## Direction
Turn the records, from the line containing "task | indicate the purple" through their end, into a numbered list with blank lines dropped. Leave the pictures out.

## Supplied records
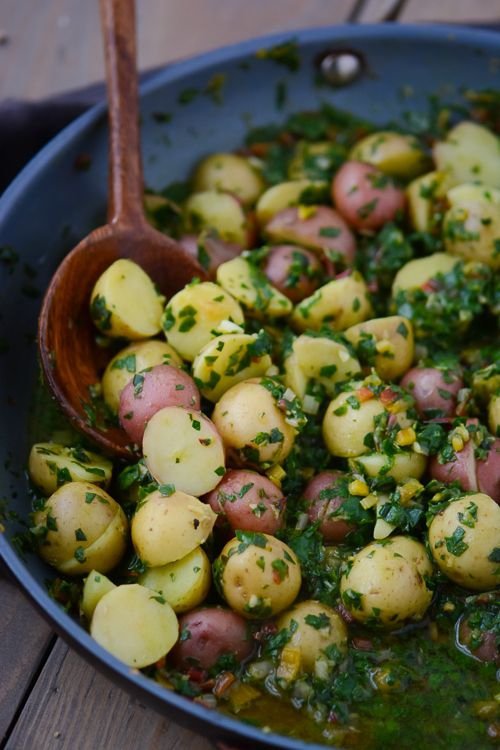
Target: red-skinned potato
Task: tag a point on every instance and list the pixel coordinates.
(149, 392)
(318, 228)
(293, 270)
(435, 392)
(322, 502)
(488, 472)
(207, 634)
(249, 501)
(365, 196)
(462, 469)
(209, 250)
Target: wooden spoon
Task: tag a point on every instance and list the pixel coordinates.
(71, 360)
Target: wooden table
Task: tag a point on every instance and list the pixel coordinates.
(50, 698)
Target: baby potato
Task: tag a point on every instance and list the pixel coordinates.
(339, 304)
(324, 504)
(324, 360)
(194, 313)
(51, 465)
(183, 448)
(317, 628)
(252, 424)
(393, 153)
(83, 528)
(184, 583)
(281, 196)
(207, 635)
(464, 541)
(366, 197)
(131, 360)
(421, 195)
(400, 466)
(125, 304)
(416, 273)
(390, 341)
(226, 361)
(347, 421)
(435, 391)
(150, 391)
(167, 527)
(293, 270)
(249, 285)
(471, 226)
(470, 153)
(494, 414)
(220, 212)
(229, 173)
(258, 575)
(318, 228)
(134, 625)
(385, 583)
(95, 586)
(247, 500)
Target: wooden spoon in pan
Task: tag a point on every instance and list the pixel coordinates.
(71, 361)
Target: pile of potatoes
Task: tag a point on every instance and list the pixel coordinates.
(214, 413)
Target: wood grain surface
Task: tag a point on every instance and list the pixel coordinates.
(50, 698)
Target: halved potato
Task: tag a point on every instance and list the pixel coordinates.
(135, 625)
(125, 303)
(51, 465)
(184, 583)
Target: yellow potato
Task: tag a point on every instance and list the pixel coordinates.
(400, 466)
(464, 539)
(183, 448)
(471, 226)
(257, 574)
(81, 528)
(226, 361)
(134, 358)
(392, 341)
(494, 414)
(194, 314)
(125, 303)
(470, 153)
(417, 272)
(316, 628)
(339, 304)
(95, 586)
(421, 195)
(346, 423)
(51, 465)
(184, 583)
(251, 288)
(166, 528)
(218, 211)
(395, 154)
(229, 173)
(281, 196)
(135, 625)
(385, 583)
(252, 425)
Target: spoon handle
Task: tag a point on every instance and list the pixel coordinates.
(125, 166)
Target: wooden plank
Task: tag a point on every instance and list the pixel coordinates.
(25, 638)
(55, 45)
(73, 707)
(454, 11)
(376, 11)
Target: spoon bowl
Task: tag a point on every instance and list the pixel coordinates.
(71, 359)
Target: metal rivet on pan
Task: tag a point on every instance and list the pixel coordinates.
(340, 68)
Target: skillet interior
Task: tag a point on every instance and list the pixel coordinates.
(52, 205)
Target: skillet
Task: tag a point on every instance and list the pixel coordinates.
(210, 101)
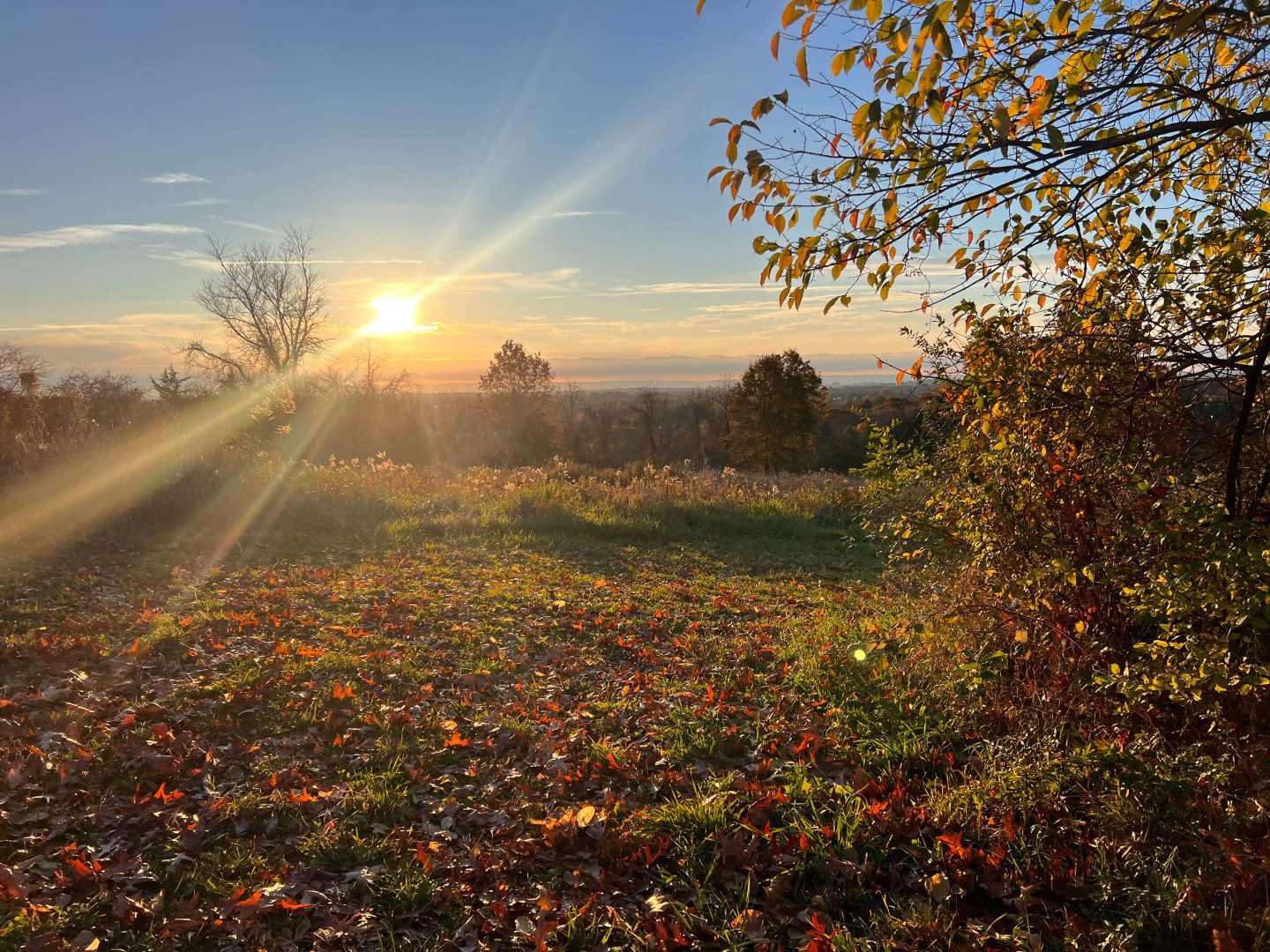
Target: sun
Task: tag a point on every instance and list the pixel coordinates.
(392, 315)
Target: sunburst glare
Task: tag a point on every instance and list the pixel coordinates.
(392, 315)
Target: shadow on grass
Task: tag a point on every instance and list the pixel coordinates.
(752, 539)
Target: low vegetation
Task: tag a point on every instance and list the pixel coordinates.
(572, 709)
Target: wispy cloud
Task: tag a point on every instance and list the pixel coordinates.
(175, 178)
(684, 287)
(572, 213)
(86, 235)
(251, 227)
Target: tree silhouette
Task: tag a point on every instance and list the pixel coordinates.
(514, 391)
(773, 412)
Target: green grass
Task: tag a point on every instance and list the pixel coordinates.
(392, 712)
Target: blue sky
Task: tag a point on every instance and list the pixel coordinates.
(546, 160)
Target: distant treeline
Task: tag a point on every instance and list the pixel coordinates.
(358, 414)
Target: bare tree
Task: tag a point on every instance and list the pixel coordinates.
(19, 369)
(648, 410)
(271, 302)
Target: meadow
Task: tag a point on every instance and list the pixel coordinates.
(564, 709)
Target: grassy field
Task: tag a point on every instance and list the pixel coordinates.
(539, 709)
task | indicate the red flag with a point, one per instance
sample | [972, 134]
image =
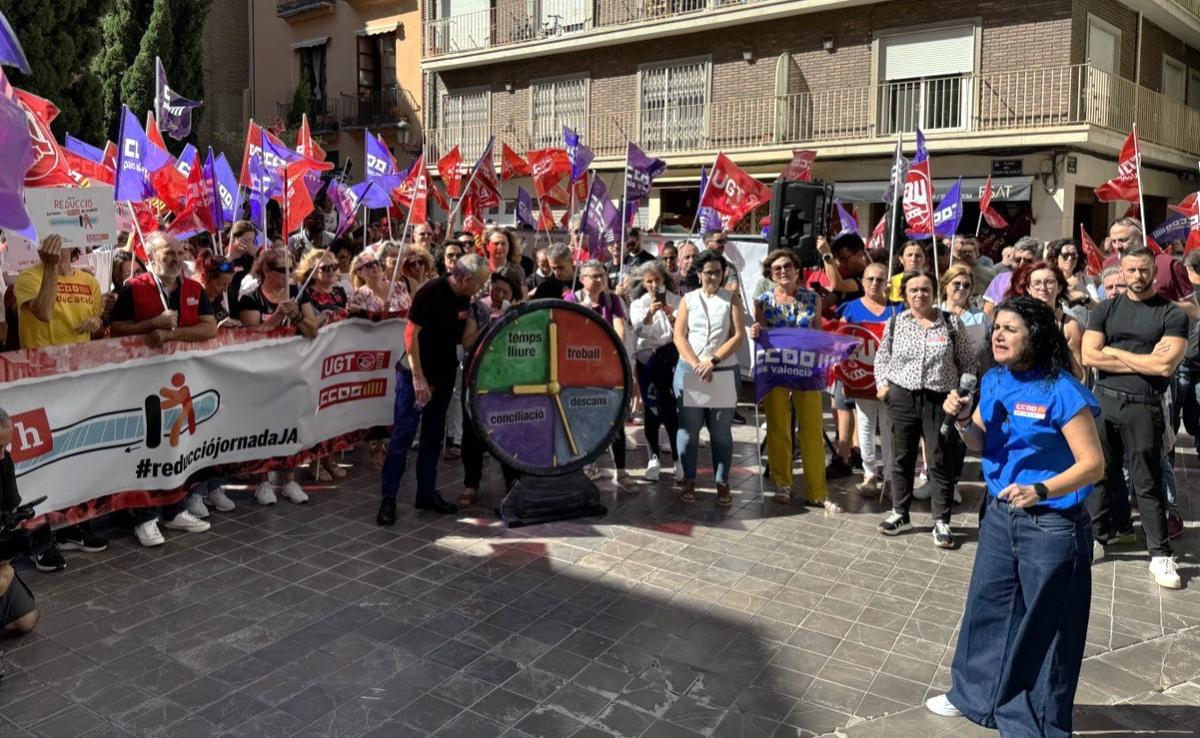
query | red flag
[918, 201]
[297, 201]
[1095, 261]
[450, 169]
[546, 219]
[799, 169]
[1125, 185]
[731, 191]
[511, 165]
[306, 144]
[49, 167]
[879, 237]
[990, 215]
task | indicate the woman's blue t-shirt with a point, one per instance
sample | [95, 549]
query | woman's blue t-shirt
[1023, 421]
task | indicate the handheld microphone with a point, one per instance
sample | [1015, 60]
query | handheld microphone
[966, 385]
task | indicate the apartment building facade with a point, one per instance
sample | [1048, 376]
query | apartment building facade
[360, 60]
[1039, 95]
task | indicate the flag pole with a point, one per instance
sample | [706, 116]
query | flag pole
[1141, 202]
[895, 208]
[624, 191]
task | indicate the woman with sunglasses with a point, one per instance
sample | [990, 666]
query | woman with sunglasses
[789, 304]
[870, 414]
[273, 304]
[371, 287]
[1043, 281]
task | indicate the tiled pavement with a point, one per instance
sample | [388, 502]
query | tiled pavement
[658, 619]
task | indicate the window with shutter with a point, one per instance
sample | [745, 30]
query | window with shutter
[927, 79]
[466, 120]
[557, 103]
[675, 102]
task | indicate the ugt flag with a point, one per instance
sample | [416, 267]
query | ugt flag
[1125, 185]
[798, 358]
[173, 111]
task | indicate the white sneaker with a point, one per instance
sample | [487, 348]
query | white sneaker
[219, 499]
[265, 493]
[196, 507]
[187, 522]
[1165, 574]
[148, 534]
[941, 706]
[292, 491]
[653, 468]
[870, 484]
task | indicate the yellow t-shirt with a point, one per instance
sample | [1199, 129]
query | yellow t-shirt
[78, 299]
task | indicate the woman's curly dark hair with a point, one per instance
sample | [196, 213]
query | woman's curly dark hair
[1047, 352]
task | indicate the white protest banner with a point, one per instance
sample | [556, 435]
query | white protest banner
[153, 421]
[85, 217]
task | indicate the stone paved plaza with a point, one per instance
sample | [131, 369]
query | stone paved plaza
[659, 619]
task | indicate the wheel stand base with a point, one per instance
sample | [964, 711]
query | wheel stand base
[544, 499]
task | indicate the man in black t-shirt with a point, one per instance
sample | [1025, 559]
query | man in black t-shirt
[1135, 341]
[425, 383]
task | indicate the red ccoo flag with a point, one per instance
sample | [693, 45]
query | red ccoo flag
[1125, 185]
[990, 215]
[450, 171]
[732, 192]
[1095, 261]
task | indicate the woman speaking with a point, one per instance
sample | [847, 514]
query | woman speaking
[1021, 641]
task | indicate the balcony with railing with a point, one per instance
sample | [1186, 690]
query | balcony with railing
[508, 24]
[293, 9]
[377, 108]
[1026, 101]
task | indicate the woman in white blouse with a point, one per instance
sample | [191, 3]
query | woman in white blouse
[653, 316]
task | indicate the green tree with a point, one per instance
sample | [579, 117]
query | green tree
[138, 84]
[60, 39]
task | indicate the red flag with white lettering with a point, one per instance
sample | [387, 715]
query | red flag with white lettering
[1125, 185]
[731, 191]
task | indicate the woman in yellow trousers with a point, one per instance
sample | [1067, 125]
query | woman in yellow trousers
[789, 304]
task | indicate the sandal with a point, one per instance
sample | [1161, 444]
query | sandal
[724, 497]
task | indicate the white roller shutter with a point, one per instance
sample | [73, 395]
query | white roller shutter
[935, 53]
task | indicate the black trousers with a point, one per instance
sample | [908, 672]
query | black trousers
[918, 414]
[1132, 429]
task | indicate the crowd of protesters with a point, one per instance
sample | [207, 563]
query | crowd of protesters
[1119, 353]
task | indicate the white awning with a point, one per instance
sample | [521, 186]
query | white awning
[311, 42]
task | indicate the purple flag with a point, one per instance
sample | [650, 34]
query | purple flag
[17, 154]
[84, 149]
[173, 111]
[10, 48]
[600, 219]
[798, 358]
[1175, 228]
[640, 173]
[709, 220]
[949, 211]
[136, 159]
[227, 187]
[525, 209]
[579, 155]
[847, 222]
[372, 195]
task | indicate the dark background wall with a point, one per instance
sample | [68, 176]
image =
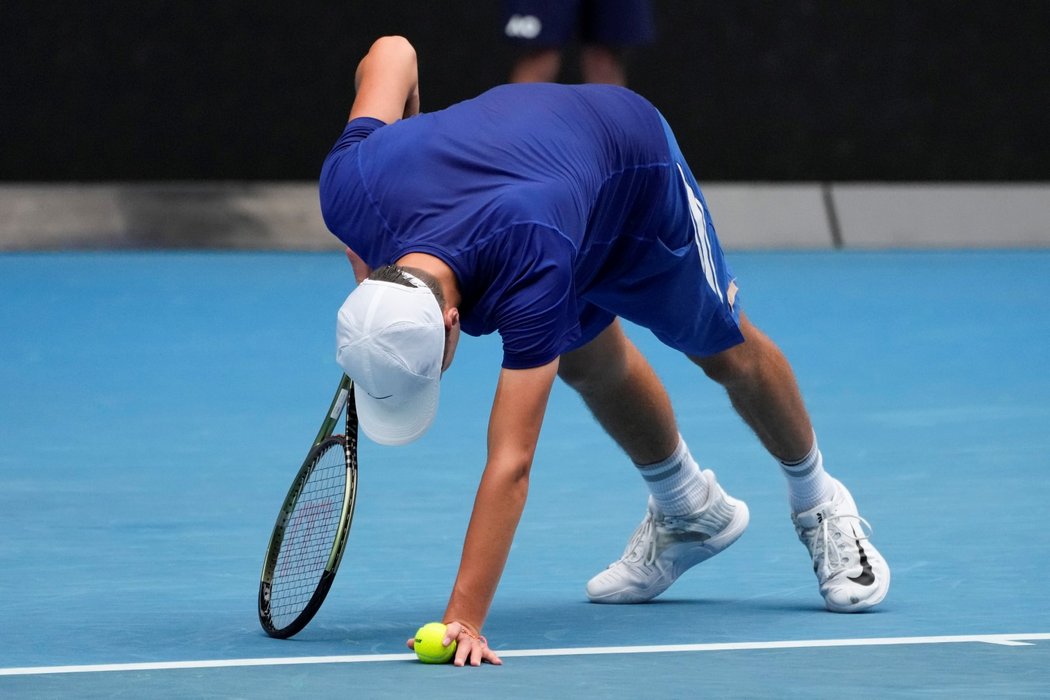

## Exercise output
1. task | indicate the purple flag with a point, one per instance
2. sample | [650, 34]
3. query | purple flag
4. [17, 154]
5. [84, 149]
6. [173, 111]
7. [10, 48]
8. [600, 219]
9. [798, 358]
10. [1175, 228]
11. [640, 173]
12. [709, 220]
13. [949, 211]
14. [136, 159]
15. [227, 187]
16. [525, 209]
17. [579, 155]
18. [847, 222]
19. [372, 195]
20. task | indicate the dark background wall with a point, one per instance
21. sample | [68, 176]
22. image =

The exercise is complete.